── PROVIDED RECORDS

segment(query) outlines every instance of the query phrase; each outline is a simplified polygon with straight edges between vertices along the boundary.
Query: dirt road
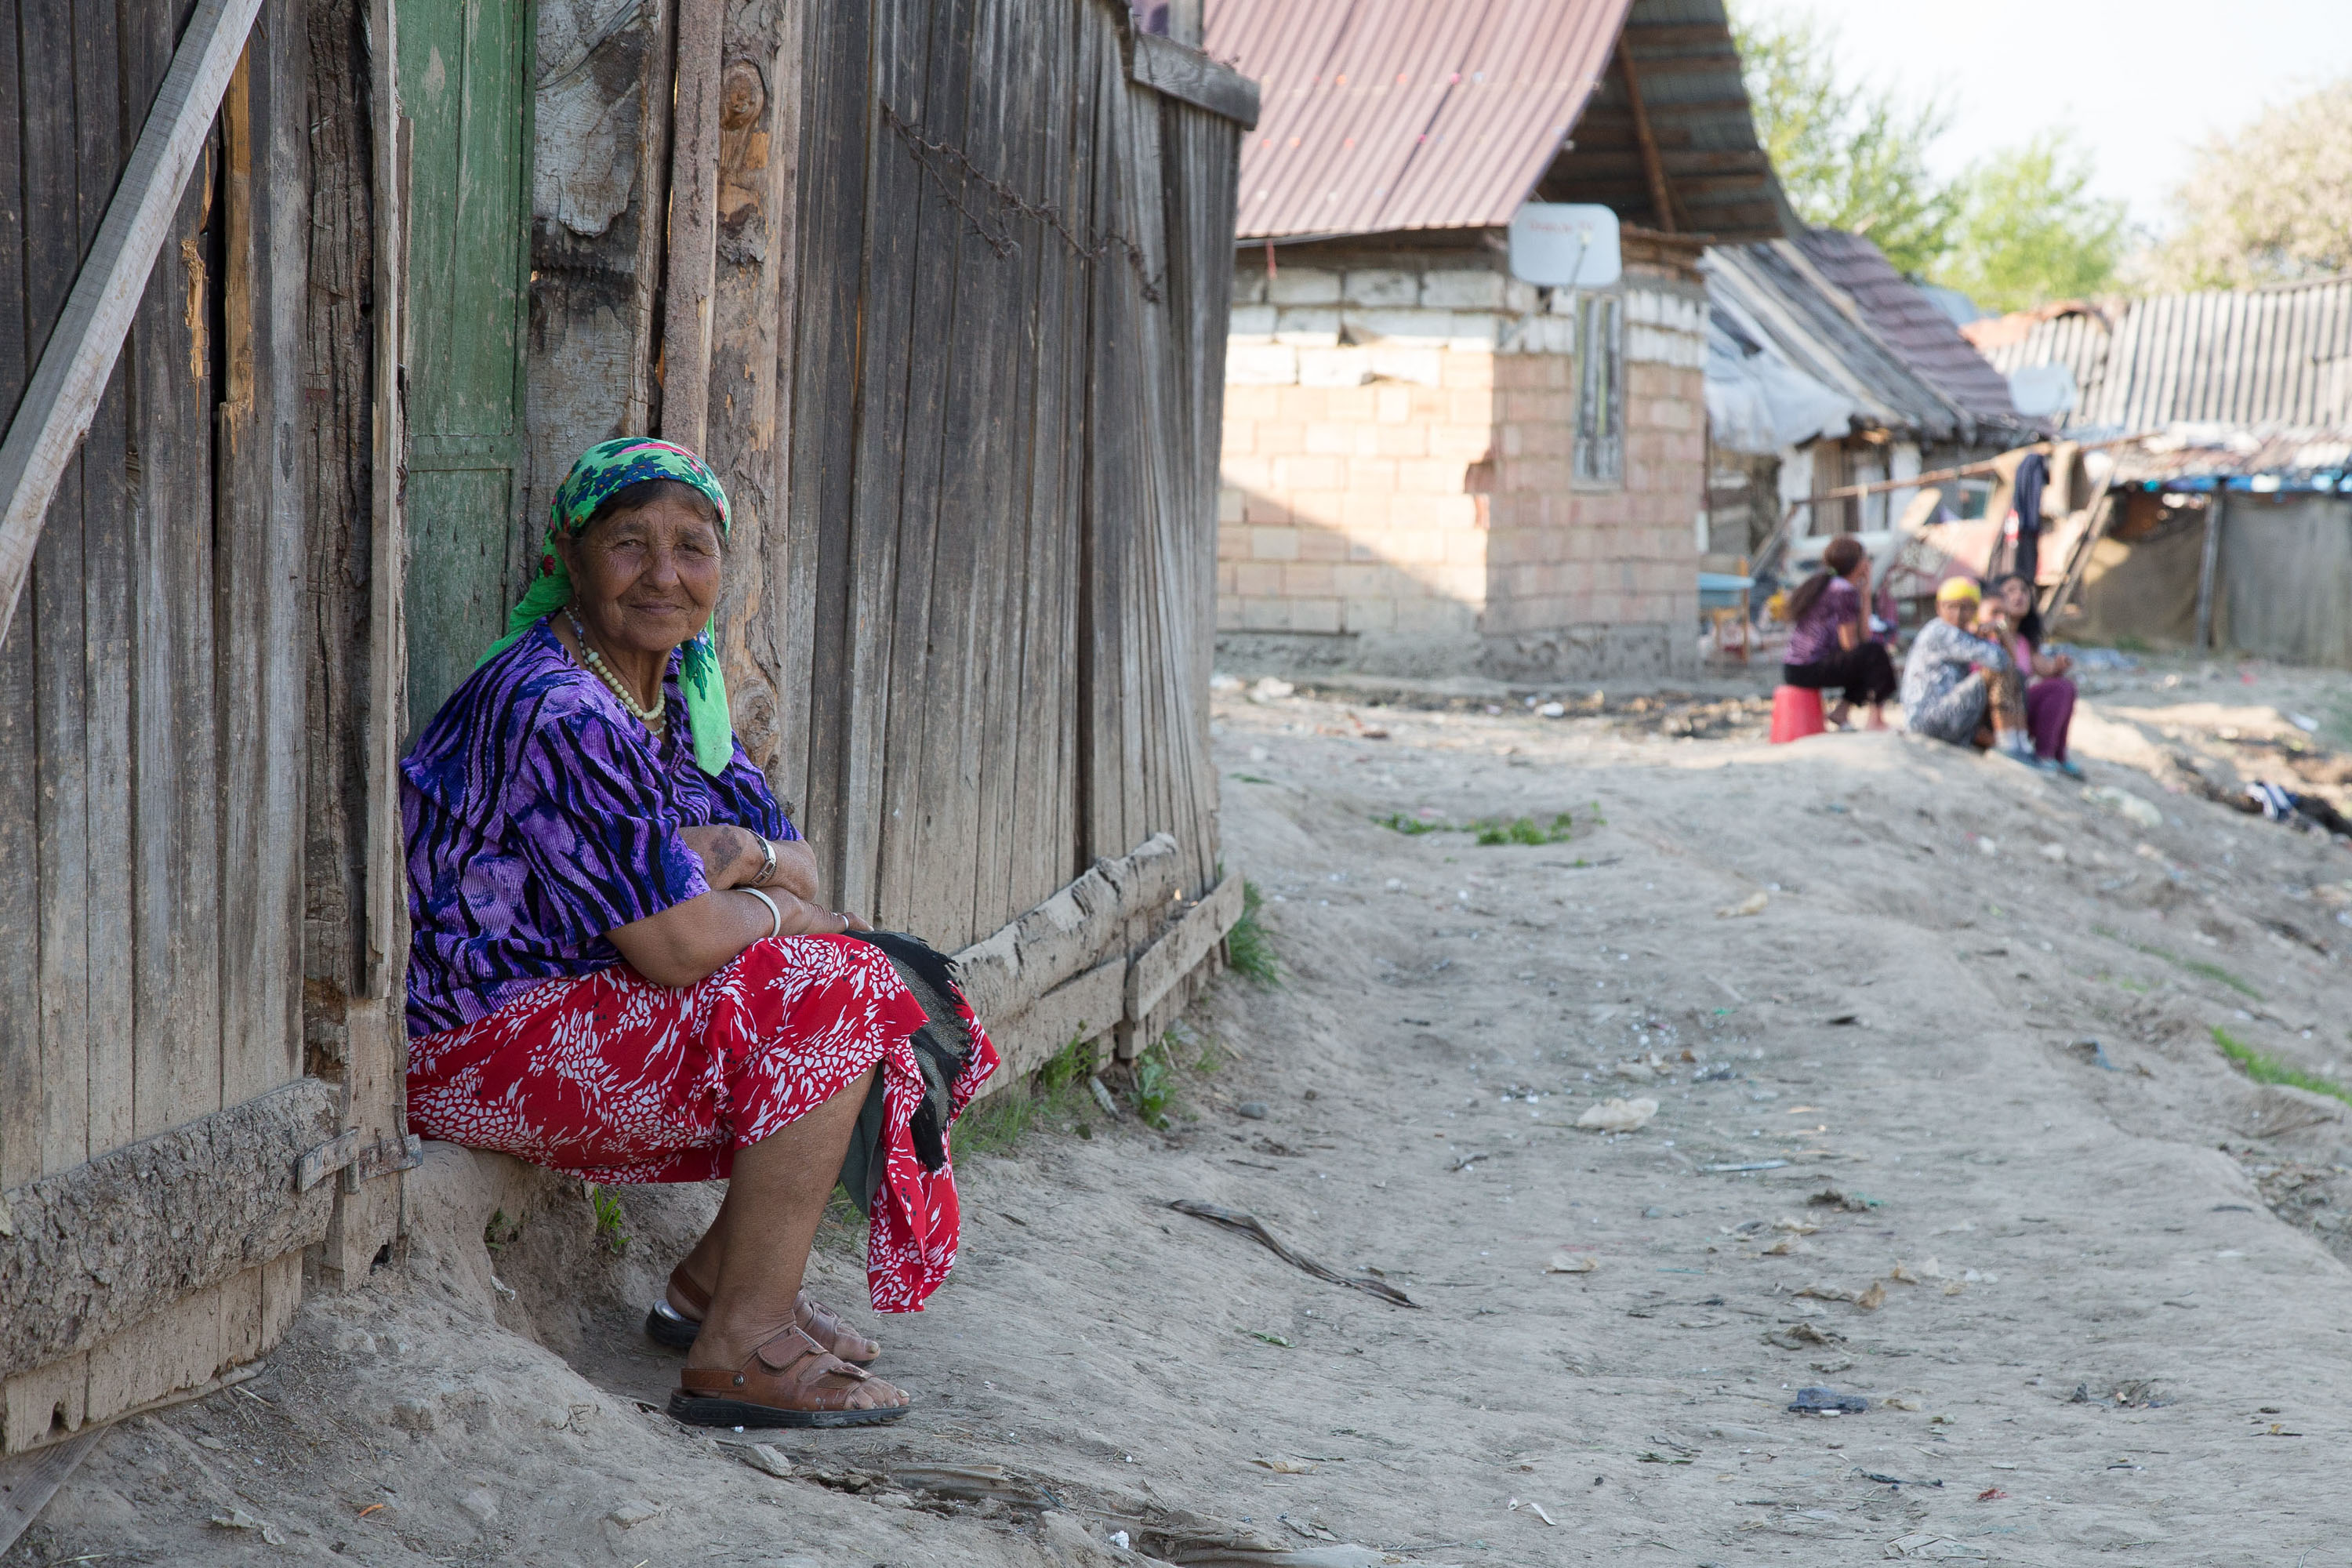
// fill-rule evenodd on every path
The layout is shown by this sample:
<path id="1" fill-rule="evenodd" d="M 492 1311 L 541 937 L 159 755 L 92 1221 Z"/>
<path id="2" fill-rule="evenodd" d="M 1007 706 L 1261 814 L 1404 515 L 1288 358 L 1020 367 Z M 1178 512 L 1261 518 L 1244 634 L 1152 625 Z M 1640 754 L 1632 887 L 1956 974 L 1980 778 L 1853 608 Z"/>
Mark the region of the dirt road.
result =
<path id="1" fill-rule="evenodd" d="M 1170 1131 L 960 1161 L 963 1261 L 879 1325 L 901 1427 L 777 1479 L 647 1414 L 709 1194 L 624 1194 L 616 1256 L 518 1183 L 110 1436 L 6 1562 L 2352 1563 L 2352 1131 L 2217 1044 L 2352 1076 L 2352 854 L 2163 787 L 2340 683 L 2142 688 L 2083 722 L 2105 802 L 1894 736 L 1228 696 L 1282 984 L 1200 1010 Z M 1578 1125 L 1611 1099 L 1654 1114 Z"/>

────

[PROBLEM DESCRIPTION]:
Give back the records above exactly. Pictures stay out.

[RESPONSE]:
segment(query) outlines every instance of the query phrase; each outline is a simplified polygon with straight edges between vertices along the boundary.
Query: dirt road
// fill-rule evenodd on every path
The layout is shown by this sample:
<path id="1" fill-rule="evenodd" d="M 492 1311 L 541 937 L 159 755 L 92 1221 Z"/>
<path id="2" fill-rule="evenodd" d="M 1007 706 L 1261 814 L 1404 515 L 1288 358 L 1020 367 Z M 1178 512 L 1261 518 L 1244 634 L 1152 625 Z M 1640 754 L 1632 887 L 1956 974 L 1980 778 L 1853 608 Z"/>
Mark the region of the dirt road.
result =
<path id="1" fill-rule="evenodd" d="M 1170 1131 L 960 1161 L 963 1261 L 879 1325 L 901 1427 L 777 1479 L 647 1414 L 709 1194 L 624 1194 L 616 1256 L 518 1183 L 110 1436 L 6 1562 L 2352 1563 L 2352 1131 L 2217 1044 L 2352 1076 L 2352 854 L 2163 787 L 2340 683 L 2142 688 L 2083 722 L 2105 802 L 1894 736 L 1228 696 L 1282 984 L 1200 1010 Z M 1578 1125 L 1611 1099 L 1654 1114 Z"/>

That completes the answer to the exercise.